Position identification records

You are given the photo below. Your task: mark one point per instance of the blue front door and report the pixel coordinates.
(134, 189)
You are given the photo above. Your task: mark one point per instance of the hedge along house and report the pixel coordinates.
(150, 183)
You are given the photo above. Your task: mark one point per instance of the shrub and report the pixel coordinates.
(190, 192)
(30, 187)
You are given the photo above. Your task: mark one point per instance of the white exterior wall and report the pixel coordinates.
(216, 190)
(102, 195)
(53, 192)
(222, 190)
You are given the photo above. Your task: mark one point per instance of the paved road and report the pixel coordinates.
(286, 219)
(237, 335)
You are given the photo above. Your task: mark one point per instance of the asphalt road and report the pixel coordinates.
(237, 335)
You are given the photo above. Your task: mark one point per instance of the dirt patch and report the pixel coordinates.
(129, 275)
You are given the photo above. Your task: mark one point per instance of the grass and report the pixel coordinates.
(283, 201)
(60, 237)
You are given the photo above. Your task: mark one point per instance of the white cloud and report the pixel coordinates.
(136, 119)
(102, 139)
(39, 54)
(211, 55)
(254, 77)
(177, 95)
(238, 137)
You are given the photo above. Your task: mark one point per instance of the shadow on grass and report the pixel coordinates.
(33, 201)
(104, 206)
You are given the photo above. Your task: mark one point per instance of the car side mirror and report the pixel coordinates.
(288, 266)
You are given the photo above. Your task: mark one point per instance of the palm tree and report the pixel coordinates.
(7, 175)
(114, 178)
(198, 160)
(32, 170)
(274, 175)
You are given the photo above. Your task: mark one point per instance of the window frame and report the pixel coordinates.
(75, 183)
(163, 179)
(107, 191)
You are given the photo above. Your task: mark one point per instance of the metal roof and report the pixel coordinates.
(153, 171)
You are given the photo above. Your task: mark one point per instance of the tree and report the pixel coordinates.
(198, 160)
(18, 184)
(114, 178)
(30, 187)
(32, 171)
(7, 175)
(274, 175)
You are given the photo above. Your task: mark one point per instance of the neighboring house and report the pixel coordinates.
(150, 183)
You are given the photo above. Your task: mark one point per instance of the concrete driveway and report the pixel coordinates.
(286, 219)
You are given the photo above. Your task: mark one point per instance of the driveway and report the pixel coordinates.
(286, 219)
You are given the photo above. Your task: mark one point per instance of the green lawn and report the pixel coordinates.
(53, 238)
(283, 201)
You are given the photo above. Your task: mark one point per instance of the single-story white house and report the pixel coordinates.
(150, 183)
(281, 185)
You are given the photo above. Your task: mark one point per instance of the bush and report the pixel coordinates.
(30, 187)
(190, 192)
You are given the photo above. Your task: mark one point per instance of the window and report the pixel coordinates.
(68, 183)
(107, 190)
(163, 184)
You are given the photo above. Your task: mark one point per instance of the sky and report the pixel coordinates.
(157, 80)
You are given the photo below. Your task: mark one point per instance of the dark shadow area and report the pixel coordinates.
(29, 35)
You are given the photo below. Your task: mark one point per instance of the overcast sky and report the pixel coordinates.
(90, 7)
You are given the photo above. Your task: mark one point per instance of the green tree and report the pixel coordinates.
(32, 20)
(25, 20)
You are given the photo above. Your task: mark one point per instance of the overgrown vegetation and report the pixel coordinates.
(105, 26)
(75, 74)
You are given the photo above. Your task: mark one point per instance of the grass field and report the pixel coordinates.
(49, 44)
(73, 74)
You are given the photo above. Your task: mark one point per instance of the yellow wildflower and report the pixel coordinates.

**What is asked:**
Copy out the material word for word and line for line.

**Worked answer:**
You are given the photo below. Your task: mark one point per instance of the blue front door and report the pixel coordinates.
(134, 189)
You are given the photo above. Your task: mark one point per instance of the hedge along house and report the pixel coordinates.
(150, 183)
You are given the photo above. Your task: mark one point per instance of the shrub and report the pixel coordinates.
(190, 192)
(30, 187)
You are given the photo above. Your task: mark one point per instance of the white exterior wall and report the pixel coordinates.
(216, 190)
(102, 195)
(53, 192)
(222, 190)
You are given the photo above. Your task: mark one point per instance of the paved road and report the pixel coordinates.
(286, 219)
(237, 335)
You are given the photo above. Your task: mark one point per instance of the asphalt road and report the pixel coordinates.
(237, 335)
You are given the photo above. Your task: mark one point per instance of the dirt patch and report the pixel coordinates.
(129, 275)
You are given the photo above. Your task: mark one point per instance of the grass and report the pixel coordinates.
(283, 201)
(60, 237)
You are given the photo above. Your task: mark one point per instance of the white cloud and report the pixel coordinates.
(136, 119)
(102, 139)
(39, 54)
(211, 55)
(254, 77)
(177, 95)
(238, 137)
You are given the photo above. Your task: mark one point per instance of the shadow on grass and report the pixel coordinates.
(33, 201)
(104, 206)
You are given the photo above. Your task: mark one point per instance of the car side mirror and report the pixel coordinates.
(288, 266)
You are given the photo above. Your task: mark one point per instance of the palm tree and report the pixel coordinates.
(7, 175)
(114, 178)
(198, 160)
(32, 170)
(274, 175)
You are given the photo above. Your task: mark one point per instance of the window frame and report the pixel coordinates.
(75, 183)
(163, 179)
(107, 191)
You are given the photo above. Your task: mark one point per instance of the metal roof and report the pixel coordinates.
(153, 171)
You are given the photo above. Your task: mark one point per instance of the tree and report the pixel coordinates.
(198, 160)
(18, 184)
(114, 178)
(30, 187)
(32, 171)
(7, 175)
(274, 175)
You are given the photo above. Your task: mark one point per instance of the neighboring house and report the pixel coordinates.
(150, 183)
You are given the photo above. Your task: mark one point per instance of the concrete driveway and report the pixel coordinates.
(286, 219)
You are given the photo above. Your task: mark one point per instance of the driveway and report the pixel coordinates.
(286, 219)
You are given the photo above. Your task: mark one point per instance of the green lawn and report the pixel coordinates.
(53, 238)
(283, 201)
You are given the photo above. Your task: mark one point per instance of the single-story white house and report the pixel coordinates.
(150, 183)
(281, 185)
You are given the photo above. Your task: mark one point per instance of the bush and report the pixel coordinates.
(30, 187)
(190, 192)
You are given the photo above. Your task: mark one point per instance of the window and report the pixel coordinates.
(68, 183)
(107, 190)
(163, 184)
You are given the photo above. Your task: mark one point per instance of the sky and report the pixel coordinates.
(157, 80)
You are given the photo below. Your task: mark one point per instance of the dark shadow area and report the pixel coordinates.
(29, 35)
You are given the photo below. Your task: mark one point per instance of the overcast sky and report the pixel coordinates.
(90, 7)
You are given the photo above. Your task: mark one point per instance of the green tree and report the pixel coordinates.
(32, 20)
(25, 20)
You are given the photo above. Your task: mark one point per instance of the overgrown vegetation and report the pixel coordinates.
(105, 26)
(75, 74)
You are given the photo above. Your task: mark one point per instance of the grass field and report the pixel coordinates.
(49, 44)
(73, 74)
You are given the photo above. Your task: mark one point per instance of the yellow wildflower and report the pixel coordinates.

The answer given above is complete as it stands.